Text section:
►
Staff-to-resident ratios. Lower ratios mean more personalized attention and faster response times.
Specialized programs. Some conditions, like cardiac recovery, pulmonary disease, stroke, or complex wound care, benefit enormously from specialized programming beyond standard therapy.
Communication with families. Does the team keep families informed and involved? Are care plan meetings scheduled? Is it easy to reach staff when questions come up?
Technology and innovation. Forward-thinking facilities invest in new tools and techniques that improve outcomes. At Empire Care Centers, our RESTORE program is one great example, an innovative rehabilitation platform that improves clinical outcomes while making the therapy process engaging and even fun for residents.
The environment itself. Is the facility clean, welcoming, and dignified? Does the staff treat residents with genuine warmth and respect? The culture of a place matters deeply, especially during a vulnerable period of recovery.
Why Subacute Rehab Matters More Than Most Families Realize
Here is a number worth knowing: patients who skip post-hospital rehabilitation and go directly home often struggle with recovery and face a significantly higher risk of returning to the hospital within 30 days. A pilot study published by the National Institutes of Health found that patients who received structured transitional care during subacute rehabilitation had nearly 39% lower odds of hospital readmission compared to those who did not.
That is not a small number. It reflects something fundamental about how recovery works: the body needs time, professional support, and a safe environment to truly heal. Subacute rehab provides all three.
At Empire Care Centers, we have seen firsthand what comprehensive short-term rehabilitation can do. Residents come in uncertain, often worried, sometimes scared… and leave stronger, more confident, and ready to return to the lives they love. Our promise has always been healing with heart, and nowhere is that more visible than in the work our rehabilitation teams do every single day. If you want to go deeper on what subacute rehab involves and whether it might be the right fit for your loved one, our complete guide to What Is Subacute Rehab breaks it all down.

Ready to Take the Next Step?
If your loved one has recently been hospitalized and is being recommended for subacute rehab, now is the time to ask questions, visit facilities, and make a plan. The discharge window from a hospital can move faster than families expect, so getting ahead of the process makes a real difference.
◄
What the task asks: In the text on subacute rehab, how much lower were the odds of hospital readmission for patients who received structured transitional care during subacute rehabilitation?

Material supplied:
►
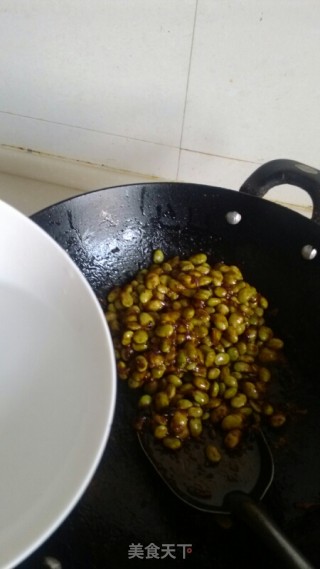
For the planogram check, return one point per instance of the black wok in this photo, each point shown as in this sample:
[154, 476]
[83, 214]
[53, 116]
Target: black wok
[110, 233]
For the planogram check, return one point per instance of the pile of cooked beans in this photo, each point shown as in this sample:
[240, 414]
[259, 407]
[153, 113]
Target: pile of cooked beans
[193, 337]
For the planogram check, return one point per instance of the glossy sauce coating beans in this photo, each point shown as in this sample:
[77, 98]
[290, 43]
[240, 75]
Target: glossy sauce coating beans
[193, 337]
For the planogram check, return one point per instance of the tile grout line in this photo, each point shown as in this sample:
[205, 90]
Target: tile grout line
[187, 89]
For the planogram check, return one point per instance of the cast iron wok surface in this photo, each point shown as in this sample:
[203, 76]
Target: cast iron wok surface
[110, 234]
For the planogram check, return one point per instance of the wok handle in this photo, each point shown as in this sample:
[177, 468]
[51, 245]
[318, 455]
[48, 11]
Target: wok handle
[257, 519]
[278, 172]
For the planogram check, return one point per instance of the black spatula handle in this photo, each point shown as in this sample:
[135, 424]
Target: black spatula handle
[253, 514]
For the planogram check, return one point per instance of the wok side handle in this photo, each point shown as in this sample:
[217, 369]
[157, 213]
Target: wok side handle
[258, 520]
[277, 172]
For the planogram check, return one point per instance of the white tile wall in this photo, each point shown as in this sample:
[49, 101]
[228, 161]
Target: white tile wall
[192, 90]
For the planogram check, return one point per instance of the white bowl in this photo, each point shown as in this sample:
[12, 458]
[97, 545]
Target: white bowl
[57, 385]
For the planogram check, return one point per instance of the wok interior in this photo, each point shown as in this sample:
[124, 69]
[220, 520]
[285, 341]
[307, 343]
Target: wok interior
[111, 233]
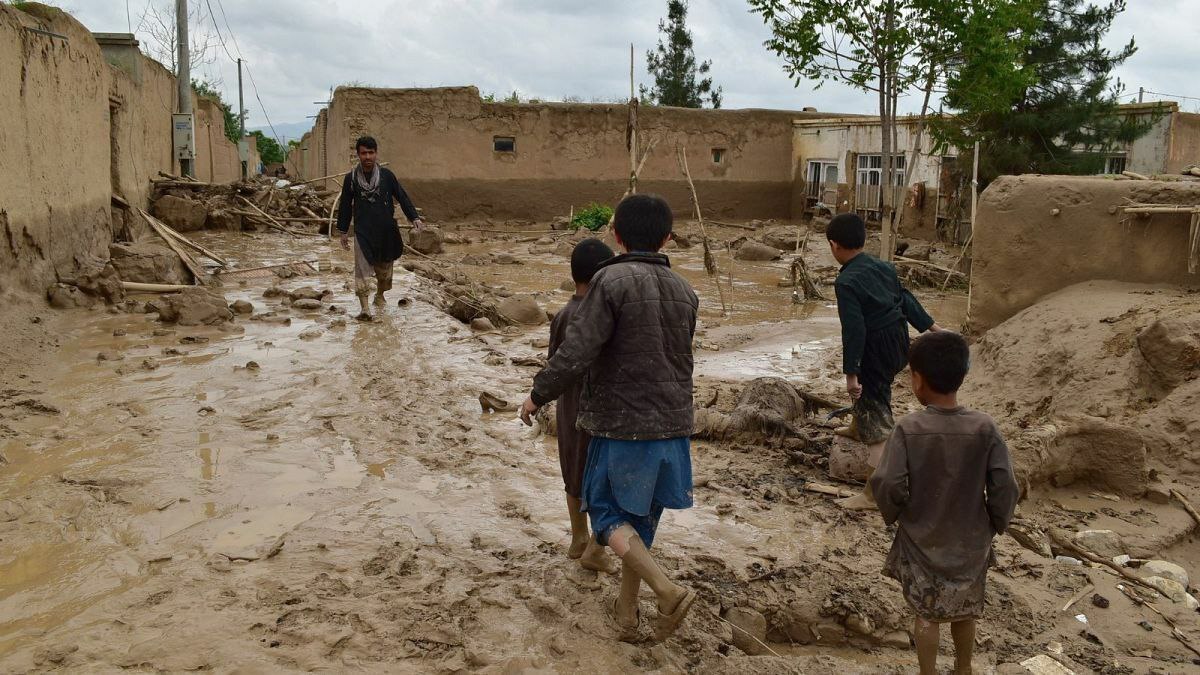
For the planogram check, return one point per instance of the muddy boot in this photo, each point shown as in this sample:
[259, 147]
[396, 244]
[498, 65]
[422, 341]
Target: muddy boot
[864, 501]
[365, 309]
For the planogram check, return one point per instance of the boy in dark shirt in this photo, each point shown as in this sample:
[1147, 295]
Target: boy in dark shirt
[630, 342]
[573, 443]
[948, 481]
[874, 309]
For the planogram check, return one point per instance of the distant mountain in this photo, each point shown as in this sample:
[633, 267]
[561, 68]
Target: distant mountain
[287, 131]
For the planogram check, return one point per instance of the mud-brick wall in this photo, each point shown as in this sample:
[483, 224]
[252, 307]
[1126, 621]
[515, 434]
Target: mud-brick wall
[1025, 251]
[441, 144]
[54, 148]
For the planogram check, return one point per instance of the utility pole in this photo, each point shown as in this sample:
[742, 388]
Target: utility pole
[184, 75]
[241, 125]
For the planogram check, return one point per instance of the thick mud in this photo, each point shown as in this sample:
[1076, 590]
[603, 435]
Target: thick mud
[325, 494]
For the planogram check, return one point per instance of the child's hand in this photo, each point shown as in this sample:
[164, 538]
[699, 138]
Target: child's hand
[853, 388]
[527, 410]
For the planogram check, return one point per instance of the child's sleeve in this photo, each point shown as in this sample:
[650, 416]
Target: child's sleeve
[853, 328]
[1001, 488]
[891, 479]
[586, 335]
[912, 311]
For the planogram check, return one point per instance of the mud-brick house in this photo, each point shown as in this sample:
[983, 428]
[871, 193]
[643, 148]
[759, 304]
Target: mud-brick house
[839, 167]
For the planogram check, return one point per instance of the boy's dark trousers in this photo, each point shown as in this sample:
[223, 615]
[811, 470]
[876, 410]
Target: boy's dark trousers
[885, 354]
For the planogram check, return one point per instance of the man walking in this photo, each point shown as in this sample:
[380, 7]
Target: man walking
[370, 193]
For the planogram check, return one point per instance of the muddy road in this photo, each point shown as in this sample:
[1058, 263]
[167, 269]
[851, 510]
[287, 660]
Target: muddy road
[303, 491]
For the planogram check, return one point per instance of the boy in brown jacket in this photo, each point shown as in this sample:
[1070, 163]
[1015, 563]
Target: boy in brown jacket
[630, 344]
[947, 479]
◄
►
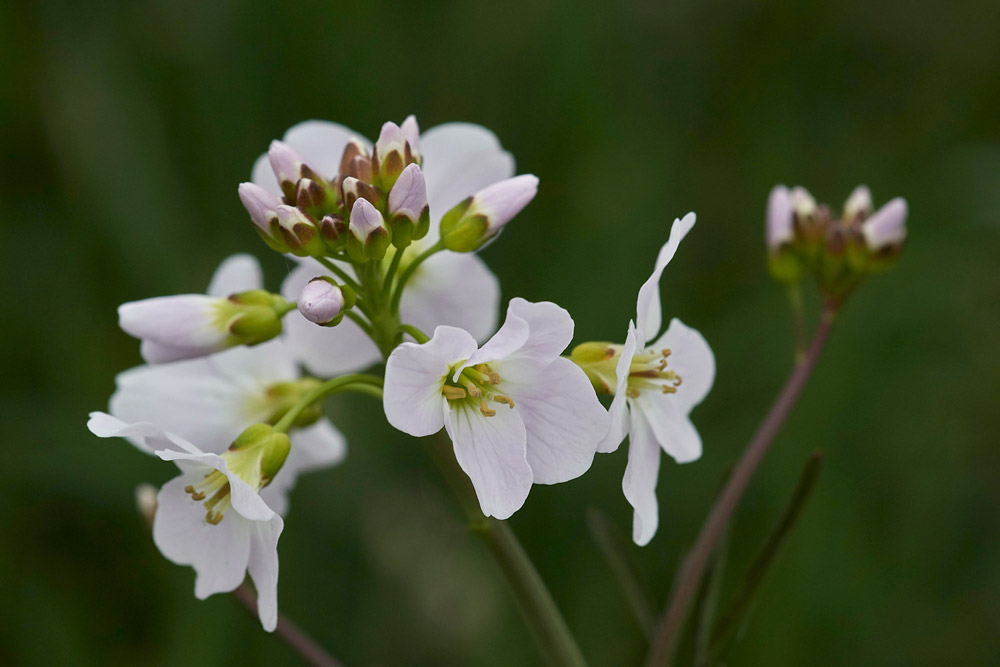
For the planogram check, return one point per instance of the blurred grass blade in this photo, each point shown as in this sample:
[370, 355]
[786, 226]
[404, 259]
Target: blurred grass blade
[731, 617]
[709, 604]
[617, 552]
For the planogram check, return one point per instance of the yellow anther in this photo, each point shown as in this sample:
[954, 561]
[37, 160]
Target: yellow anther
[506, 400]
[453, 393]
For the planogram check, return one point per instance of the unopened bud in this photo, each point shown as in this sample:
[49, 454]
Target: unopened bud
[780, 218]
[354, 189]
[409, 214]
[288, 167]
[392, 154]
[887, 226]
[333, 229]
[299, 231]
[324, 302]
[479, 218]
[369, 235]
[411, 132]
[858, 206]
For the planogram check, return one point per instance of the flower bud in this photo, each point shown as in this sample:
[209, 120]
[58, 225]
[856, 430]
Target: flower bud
◄
Exercise response: Their odds of hospital readmission were nearly 39% lower.